Detection examples:
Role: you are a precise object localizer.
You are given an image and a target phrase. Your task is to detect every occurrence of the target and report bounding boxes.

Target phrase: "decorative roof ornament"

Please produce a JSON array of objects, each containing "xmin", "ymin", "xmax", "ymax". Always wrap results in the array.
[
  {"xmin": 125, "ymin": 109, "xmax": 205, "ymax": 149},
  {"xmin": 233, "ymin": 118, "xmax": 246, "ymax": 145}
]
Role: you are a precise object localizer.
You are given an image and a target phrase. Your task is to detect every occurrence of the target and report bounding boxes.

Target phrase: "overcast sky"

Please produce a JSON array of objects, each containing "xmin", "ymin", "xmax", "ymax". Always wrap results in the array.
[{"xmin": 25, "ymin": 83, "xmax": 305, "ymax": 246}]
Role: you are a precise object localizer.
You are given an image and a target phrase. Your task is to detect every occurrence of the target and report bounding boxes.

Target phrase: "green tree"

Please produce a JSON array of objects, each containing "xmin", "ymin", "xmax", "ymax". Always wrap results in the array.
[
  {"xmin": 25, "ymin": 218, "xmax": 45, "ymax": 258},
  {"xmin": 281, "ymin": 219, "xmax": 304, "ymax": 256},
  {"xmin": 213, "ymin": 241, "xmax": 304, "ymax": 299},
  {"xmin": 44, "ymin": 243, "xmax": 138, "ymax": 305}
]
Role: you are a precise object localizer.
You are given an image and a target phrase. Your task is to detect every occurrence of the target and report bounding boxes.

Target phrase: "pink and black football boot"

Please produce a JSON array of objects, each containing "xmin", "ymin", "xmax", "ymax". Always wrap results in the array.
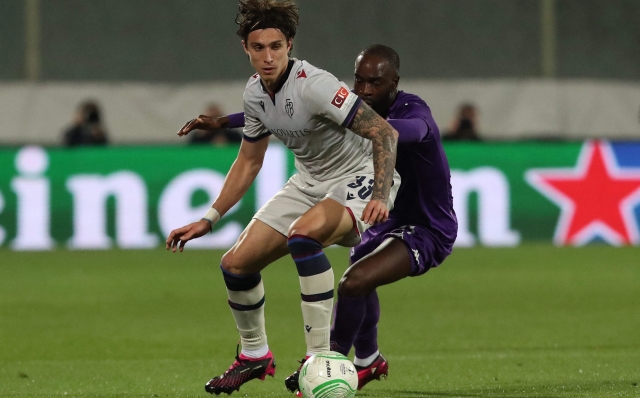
[
  {"xmin": 356, "ymin": 354, "xmax": 389, "ymax": 390},
  {"xmin": 204, "ymin": 349, "xmax": 276, "ymax": 395}
]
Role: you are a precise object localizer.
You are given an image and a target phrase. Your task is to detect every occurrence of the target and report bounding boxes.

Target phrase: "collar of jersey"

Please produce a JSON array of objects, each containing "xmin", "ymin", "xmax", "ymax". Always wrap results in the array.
[{"xmin": 260, "ymin": 59, "xmax": 296, "ymax": 101}]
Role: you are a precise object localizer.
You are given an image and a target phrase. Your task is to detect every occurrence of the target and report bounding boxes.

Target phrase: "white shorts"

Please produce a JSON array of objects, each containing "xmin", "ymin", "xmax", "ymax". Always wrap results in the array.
[{"xmin": 253, "ymin": 172, "xmax": 400, "ymax": 247}]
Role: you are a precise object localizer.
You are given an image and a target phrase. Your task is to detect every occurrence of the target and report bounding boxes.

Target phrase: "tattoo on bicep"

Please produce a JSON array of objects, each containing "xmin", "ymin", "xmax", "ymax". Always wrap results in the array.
[{"xmin": 350, "ymin": 102, "xmax": 398, "ymax": 203}]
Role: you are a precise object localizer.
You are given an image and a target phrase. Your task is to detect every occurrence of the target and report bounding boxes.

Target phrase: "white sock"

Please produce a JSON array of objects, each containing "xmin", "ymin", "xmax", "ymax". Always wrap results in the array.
[
  {"xmin": 227, "ymin": 281, "xmax": 268, "ymax": 356},
  {"xmin": 300, "ymin": 269, "xmax": 334, "ymax": 355}
]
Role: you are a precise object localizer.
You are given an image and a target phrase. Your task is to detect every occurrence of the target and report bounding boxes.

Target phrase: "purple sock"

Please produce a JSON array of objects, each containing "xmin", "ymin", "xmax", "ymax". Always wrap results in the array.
[
  {"xmin": 353, "ymin": 290, "xmax": 380, "ymax": 359},
  {"xmin": 331, "ymin": 292, "xmax": 367, "ymax": 355}
]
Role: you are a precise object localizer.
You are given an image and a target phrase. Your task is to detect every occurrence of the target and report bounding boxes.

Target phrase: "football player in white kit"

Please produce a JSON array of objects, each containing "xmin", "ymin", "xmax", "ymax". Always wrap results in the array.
[{"xmin": 166, "ymin": 0, "xmax": 400, "ymax": 395}]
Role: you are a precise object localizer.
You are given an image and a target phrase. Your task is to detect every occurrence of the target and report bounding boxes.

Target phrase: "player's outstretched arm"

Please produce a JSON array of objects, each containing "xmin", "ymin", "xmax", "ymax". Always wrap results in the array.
[
  {"xmin": 178, "ymin": 115, "xmax": 229, "ymax": 137},
  {"xmin": 166, "ymin": 139, "xmax": 269, "ymax": 253},
  {"xmin": 350, "ymin": 102, "xmax": 398, "ymax": 224}
]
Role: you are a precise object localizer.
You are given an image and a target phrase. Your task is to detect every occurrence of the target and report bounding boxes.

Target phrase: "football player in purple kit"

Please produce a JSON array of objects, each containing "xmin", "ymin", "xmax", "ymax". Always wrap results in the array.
[
  {"xmin": 181, "ymin": 44, "xmax": 458, "ymax": 394},
  {"xmin": 331, "ymin": 45, "xmax": 458, "ymax": 389}
]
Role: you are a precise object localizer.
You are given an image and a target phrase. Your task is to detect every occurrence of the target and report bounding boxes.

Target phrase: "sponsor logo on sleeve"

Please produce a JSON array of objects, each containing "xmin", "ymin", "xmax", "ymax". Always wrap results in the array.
[{"xmin": 331, "ymin": 87, "xmax": 349, "ymax": 109}]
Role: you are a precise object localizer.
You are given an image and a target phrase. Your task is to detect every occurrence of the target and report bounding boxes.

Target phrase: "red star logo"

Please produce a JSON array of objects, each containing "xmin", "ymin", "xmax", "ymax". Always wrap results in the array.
[{"xmin": 525, "ymin": 142, "xmax": 640, "ymax": 245}]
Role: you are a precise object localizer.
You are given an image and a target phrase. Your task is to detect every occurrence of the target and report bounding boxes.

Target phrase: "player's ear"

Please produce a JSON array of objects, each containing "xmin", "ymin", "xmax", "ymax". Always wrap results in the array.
[
  {"xmin": 242, "ymin": 40, "xmax": 251, "ymax": 59},
  {"xmin": 393, "ymin": 75, "xmax": 400, "ymax": 90}
]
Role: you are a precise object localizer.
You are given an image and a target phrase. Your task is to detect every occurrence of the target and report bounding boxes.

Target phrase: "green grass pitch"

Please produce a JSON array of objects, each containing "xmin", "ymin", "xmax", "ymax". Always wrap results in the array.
[{"xmin": 0, "ymin": 245, "xmax": 640, "ymax": 398}]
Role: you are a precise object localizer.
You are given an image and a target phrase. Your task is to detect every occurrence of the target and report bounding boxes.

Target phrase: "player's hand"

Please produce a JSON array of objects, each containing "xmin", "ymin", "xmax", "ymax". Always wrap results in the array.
[
  {"xmin": 360, "ymin": 199, "xmax": 389, "ymax": 225},
  {"xmin": 167, "ymin": 220, "xmax": 211, "ymax": 253},
  {"xmin": 178, "ymin": 115, "xmax": 229, "ymax": 137}
]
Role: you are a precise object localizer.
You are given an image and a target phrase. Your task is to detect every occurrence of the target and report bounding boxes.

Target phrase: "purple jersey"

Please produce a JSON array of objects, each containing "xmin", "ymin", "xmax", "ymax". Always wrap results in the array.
[{"xmin": 388, "ymin": 91, "xmax": 458, "ymax": 247}]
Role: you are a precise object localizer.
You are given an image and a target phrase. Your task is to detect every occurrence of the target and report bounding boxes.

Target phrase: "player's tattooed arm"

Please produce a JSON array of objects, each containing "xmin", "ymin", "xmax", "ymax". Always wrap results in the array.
[{"xmin": 350, "ymin": 102, "xmax": 398, "ymax": 204}]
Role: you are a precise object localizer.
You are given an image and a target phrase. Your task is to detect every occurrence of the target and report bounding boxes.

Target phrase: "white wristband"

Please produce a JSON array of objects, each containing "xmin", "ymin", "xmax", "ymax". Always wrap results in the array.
[{"xmin": 202, "ymin": 207, "xmax": 220, "ymax": 231}]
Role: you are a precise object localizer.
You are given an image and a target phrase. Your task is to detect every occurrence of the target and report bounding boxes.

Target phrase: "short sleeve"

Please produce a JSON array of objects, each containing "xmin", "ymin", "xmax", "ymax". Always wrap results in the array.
[
  {"xmin": 301, "ymin": 70, "xmax": 362, "ymax": 127},
  {"xmin": 242, "ymin": 104, "xmax": 271, "ymax": 142}
]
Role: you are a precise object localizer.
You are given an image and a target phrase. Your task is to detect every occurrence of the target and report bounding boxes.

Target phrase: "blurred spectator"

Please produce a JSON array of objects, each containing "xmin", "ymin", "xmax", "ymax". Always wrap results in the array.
[
  {"xmin": 189, "ymin": 103, "xmax": 242, "ymax": 146},
  {"xmin": 63, "ymin": 101, "xmax": 107, "ymax": 146},
  {"xmin": 442, "ymin": 103, "xmax": 480, "ymax": 141}
]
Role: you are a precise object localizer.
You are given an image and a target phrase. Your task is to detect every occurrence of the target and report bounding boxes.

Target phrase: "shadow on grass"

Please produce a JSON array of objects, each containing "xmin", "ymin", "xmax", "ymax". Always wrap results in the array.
[{"xmin": 358, "ymin": 381, "xmax": 640, "ymax": 398}]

**GOAL**
Count the lines of the material above that contain the string "purple", treating uppercase and lowercase letters as distinct. Reply with the number alone.

**WORKED SOLUTION**
3